EXCERPT >>
April 27, 2010
Troy Media Special Report: The food we eat- Part 1, Part 2, Part 3
NEW YORK, April 27, 2010/ Troy Media/ – Nobody wants to hear bad news.
It took decades, countless studies, frightening real-life sagas and legislation to convince consumers that cigarette smoking could kill them. Even then, it hasn’t stopped enough people from smoking to put any of the giant cigarette companies out of business.
It’s no surprise that it will take several decades to drive home the fact that most of the meat – beef, pork and chicken – sold in supermarkets and butcher shops is unhealthy and that the methods used to feed, house and slaughter the animals are doing untold damage to the environment, not to mention treating the animals cruelly.
Disturbing facts
These disturbing facts are brought home in the recently published Animal Factory , a meticulously researched expose of the industrial animal farming industry by journalist David Kirby.
If consumers only read – and believed — the statistics compiled by Kirby, they’d be horrified, and would think twice about buying the packaged meat products neatly displayed in supermarkets’ refrigerated cases. It only looks good enough to eat.
The culprits, says Kirby, are the sprawling, high-tech megafarms housing hundreds of thousands of cows, pigs, chickens, and turkeys. These massive compounds are called concentrated animal feeding operations, or CAFOs, by government and industry. Packed tightly together, the animals are fattened and readied for slaughter.
Unlike traditional factories, there are no smokestacks or refineries. But there is pollution and contamination.
The result is that they’re a threat to human health and the environment. The numbers prove it.
Consider the adverse effects that factory farming has had on human health:
And the effects on the environment are just as scary:
Out-of-control monopoly
One of the most disturbing statistics of Animal Factory is that 2 per cent of the population produces 100 per cent of the food.
Hard numbers, however, take on a powerful meaning if there is a disturbing human connection. It’s when real people — hardworking men and women trying to raise families and earn a decent living — are affected by horrific events that not only threaten their livelihoods and lifestyles but their health as well that Kirby’s investigative saga becomes frightenly real.
By spotlighting three American families – one in Washington state’s Yakima Valley, one in Illinois, and another in North Carolina – the author put a human spin on atrocious nationwide food processing methods.
Most of the families in these communities are farmers, and all of them were negatively impacted by industrial food processing plants. The family in Washington, for example, spent decades farming cherries and other fruits. When the mega-dairies rapidly dominated the farming arena in the late 1980s, the landscape quickly changed. Suddenly, there were serious pollution problems, the offensive smell of cow waste infiltrated homes, and the giant waste lagoons that hold liquefied manure leeched into the ground, resulting in high levels of nitrates in the ground water.

WHAT IS ASKED >>
**A)** In the factory farming review, what name do government and industry use for the megafarms?
**B)** Continue the factory farming review from its final sentence.

DATA >>
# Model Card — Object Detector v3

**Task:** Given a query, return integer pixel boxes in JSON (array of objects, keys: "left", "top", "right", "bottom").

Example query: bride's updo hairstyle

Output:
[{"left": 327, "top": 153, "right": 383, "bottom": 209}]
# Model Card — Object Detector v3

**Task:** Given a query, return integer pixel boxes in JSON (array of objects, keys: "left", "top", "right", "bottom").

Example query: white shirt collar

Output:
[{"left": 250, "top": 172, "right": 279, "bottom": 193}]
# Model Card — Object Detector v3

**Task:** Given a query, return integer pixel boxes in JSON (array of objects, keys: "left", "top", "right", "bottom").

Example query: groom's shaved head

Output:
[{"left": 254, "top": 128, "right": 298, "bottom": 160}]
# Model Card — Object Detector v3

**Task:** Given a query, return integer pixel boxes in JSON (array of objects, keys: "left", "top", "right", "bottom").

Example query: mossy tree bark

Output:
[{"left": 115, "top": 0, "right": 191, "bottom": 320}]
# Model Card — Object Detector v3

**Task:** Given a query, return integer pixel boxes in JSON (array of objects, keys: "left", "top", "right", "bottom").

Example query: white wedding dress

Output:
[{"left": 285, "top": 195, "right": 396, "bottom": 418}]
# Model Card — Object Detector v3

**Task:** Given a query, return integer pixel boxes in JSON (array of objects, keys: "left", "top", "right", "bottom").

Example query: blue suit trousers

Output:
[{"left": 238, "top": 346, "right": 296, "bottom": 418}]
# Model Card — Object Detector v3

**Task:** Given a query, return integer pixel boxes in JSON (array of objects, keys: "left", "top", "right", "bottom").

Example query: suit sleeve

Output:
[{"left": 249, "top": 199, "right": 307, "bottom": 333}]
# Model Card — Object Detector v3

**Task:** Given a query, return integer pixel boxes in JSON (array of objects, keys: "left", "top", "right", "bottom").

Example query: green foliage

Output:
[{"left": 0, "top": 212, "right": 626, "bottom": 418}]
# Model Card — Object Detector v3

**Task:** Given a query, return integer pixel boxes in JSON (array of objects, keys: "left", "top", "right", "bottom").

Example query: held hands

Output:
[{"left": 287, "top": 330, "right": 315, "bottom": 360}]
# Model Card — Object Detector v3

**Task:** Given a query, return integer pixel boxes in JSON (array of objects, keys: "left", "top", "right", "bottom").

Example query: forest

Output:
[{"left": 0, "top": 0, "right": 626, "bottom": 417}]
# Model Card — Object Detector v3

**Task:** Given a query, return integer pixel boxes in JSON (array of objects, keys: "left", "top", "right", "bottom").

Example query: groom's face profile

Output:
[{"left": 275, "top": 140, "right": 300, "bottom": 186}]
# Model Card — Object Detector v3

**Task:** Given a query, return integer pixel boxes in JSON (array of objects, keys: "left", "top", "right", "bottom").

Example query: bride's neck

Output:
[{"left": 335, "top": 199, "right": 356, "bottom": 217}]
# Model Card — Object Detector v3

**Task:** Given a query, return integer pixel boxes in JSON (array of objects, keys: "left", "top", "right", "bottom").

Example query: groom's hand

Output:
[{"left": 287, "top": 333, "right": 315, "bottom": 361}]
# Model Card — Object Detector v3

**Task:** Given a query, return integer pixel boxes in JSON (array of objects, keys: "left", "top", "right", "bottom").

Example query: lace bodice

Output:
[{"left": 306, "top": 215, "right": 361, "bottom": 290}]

TASK-BY-TASK OUTPUTS >>
**A)** Concentrated animal feeding operations, or CAFOs.

**B)**
Variations on the human dramas that unfold in Animal Factory are taking place all over the US and Canada as well.
The power of agribusiness
During the past few decades there has been massive consolidation of agro-industries in the US. Thousands of small, independent farms, once the backone and lifeblood of the American food industry, had no choice but to fold and declare bankruptcy because they couldn’t compete with the mega farms.
They couldn’t turn out enough product – beef, pork, milk, eggs, fruit, and vegetables — fast enough. It was impossible for them to compete with the slashed prices of their formidable foes.
Quantity over quality
In the timeless quest for profits, quantity becomes more important than quality, according to Doug Fox, a professor at Unity College, a small environmental college in Unity, Maine.
“Meat products were generally healthier before large-scale factory farms,” says Fox. “Grass-fed beef, for example, is higher in vitamin E, omega-3 fatty acids and other nutrients, and lower in saturated fats and cholesterol than grain-fed beef. Grain-fed beef builds up high levels of E. coli not found in grass-fed beef.”
Fox also drives home the fact industrial farming is doing untold damage to the environment. “Pollution from runoff is a big issue,” he explains. “Runoff, largely from confinement agriculture and the grain production needed to support it, has created a dead zone in the Gulf of Mexico the size of New Jersey. The quest for inexpensive corn for animal feed results in soil degradation and erosion. Production of nonmeat human food requires much less land for the same level of human nutrition. Grass-fed meat requires more land than growing animal feed, but it generally improves soil fertility rather than degrades it.”
That’s only part of the story.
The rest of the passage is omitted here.